#### [Activity]
Only text belongs in your copy of the listing below; reproduce it exactly and leave out the pictures.

□ □ □

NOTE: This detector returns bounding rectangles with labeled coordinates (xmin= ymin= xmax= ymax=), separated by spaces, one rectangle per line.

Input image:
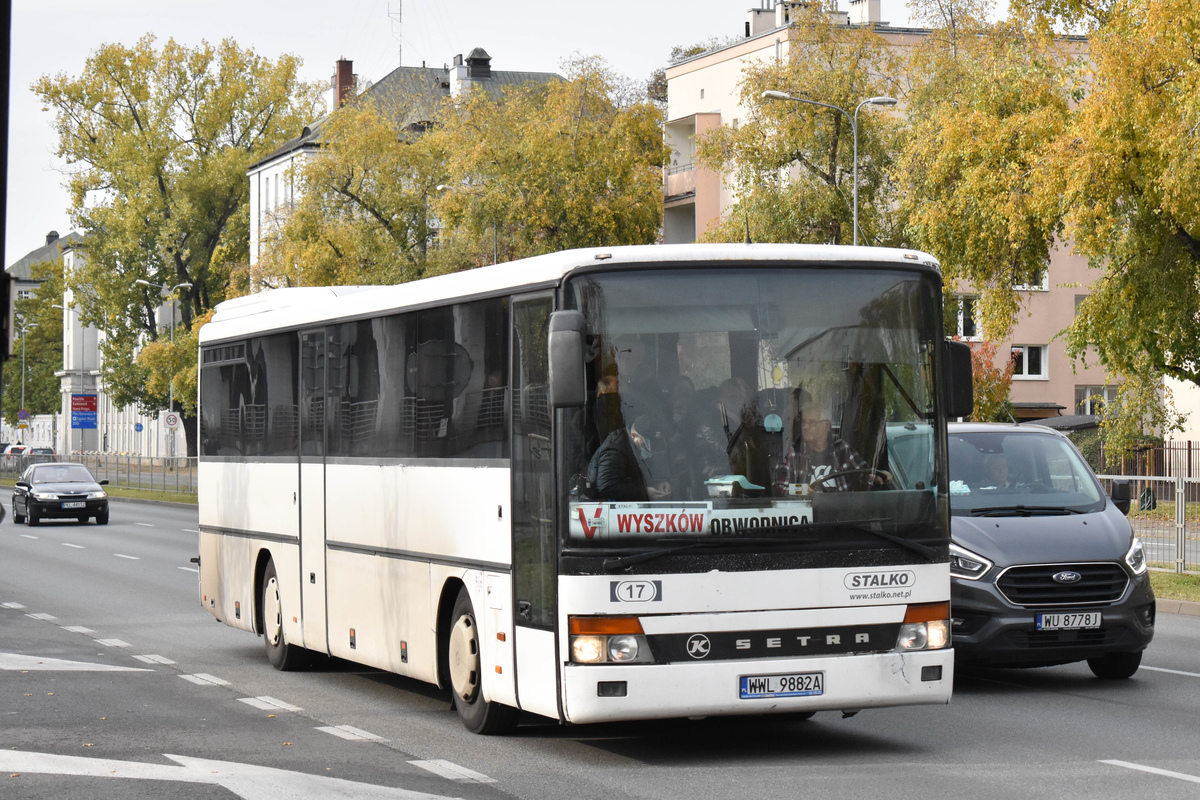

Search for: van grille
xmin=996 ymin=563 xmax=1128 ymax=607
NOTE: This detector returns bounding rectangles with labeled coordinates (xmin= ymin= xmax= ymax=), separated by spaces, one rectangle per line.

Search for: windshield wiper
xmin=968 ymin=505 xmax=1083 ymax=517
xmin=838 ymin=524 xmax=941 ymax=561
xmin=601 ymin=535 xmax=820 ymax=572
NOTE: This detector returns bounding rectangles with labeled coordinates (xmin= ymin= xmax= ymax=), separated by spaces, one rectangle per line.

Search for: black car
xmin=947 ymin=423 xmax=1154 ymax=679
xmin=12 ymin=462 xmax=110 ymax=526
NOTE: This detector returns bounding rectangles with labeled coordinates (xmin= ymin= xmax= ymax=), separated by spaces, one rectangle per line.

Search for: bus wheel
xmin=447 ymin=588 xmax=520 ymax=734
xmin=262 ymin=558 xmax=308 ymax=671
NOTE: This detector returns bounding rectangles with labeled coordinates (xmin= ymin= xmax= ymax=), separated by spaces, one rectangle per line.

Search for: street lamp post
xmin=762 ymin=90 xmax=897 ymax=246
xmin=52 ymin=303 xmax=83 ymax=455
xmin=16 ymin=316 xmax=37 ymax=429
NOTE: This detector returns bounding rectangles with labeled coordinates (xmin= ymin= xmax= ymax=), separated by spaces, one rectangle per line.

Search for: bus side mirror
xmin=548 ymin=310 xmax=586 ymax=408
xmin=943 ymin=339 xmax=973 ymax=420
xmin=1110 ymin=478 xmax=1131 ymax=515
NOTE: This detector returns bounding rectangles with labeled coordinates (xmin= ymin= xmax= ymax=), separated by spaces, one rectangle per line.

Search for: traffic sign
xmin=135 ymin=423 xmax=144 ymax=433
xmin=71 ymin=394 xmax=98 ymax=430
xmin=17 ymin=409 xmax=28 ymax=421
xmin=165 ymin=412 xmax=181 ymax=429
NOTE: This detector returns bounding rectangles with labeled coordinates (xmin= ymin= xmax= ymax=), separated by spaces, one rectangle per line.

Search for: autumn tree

□ □ □

#### [Exercise answer]
NOTE: This detector returns bounding rectangles with labeled coordinates (xmin= ymin= xmax= ymax=), separated by spaces, one rectangle per line.

Input image:

Search for: van grille
xmin=996 ymin=563 xmax=1128 ymax=607
NOTE: This detector returns bounding rectangles with labeled coordinates (xmin= ymin= xmax= ymax=), separated by spaces, one rectangle per line.

Search for: windshield wiper
xmin=968 ymin=505 xmax=1083 ymax=517
xmin=838 ymin=524 xmax=941 ymax=561
xmin=601 ymin=535 xmax=820 ymax=572
NOTE: This detector returns bounding rectangles with labeled coordinates (xmin= ymin= xmax= ymax=), separated by spaces, one rectangle per line.

Search for: black car
xmin=947 ymin=423 xmax=1154 ymax=679
xmin=12 ymin=462 xmax=110 ymax=526
NOTE: This detector returns bounding rectangles with labeled coordinates (xmin= ymin= xmax= ymax=), separated by spaces, one rectangle per line.

Search for: bus wheel
xmin=447 ymin=588 xmax=520 ymax=734
xmin=262 ymin=558 xmax=308 ymax=671
NOTE: This detector returns bounding rectangles with labeled coordinates (xmin= ymin= xmax= ymax=), separated by spaces, one rectangle per line.

Search for: street lamp post
xmin=762 ymin=90 xmax=897 ymax=246
xmin=52 ymin=303 xmax=83 ymax=455
xmin=16 ymin=316 xmax=37 ymax=429
NOTE: This detector returns bounding rectangles with labeled coordinates (xmin= ymin= xmax= ymax=), separated by spaces, one rectangle per line.

Search for: bus side mirror
xmin=548 ymin=310 xmax=586 ymax=408
xmin=943 ymin=339 xmax=973 ymax=420
xmin=1110 ymin=478 xmax=1131 ymax=515
NOTE: This detector returns bounding rectangles with labeled coordinates (xmin= ymin= xmax= ymax=), separated by spaces, one rectangle per line.

Search for: traffic sign
xmin=135 ymin=423 xmax=144 ymax=433
xmin=71 ymin=394 xmax=98 ymax=430
xmin=17 ymin=409 xmax=28 ymax=421
xmin=165 ymin=412 xmax=181 ymax=429
NOTE: This detector returns bounding rectangles with labeled coordinates (xmin= ymin= xmax= ymax=), separated by spaces, one rectangle per line.

Search for: autumn tree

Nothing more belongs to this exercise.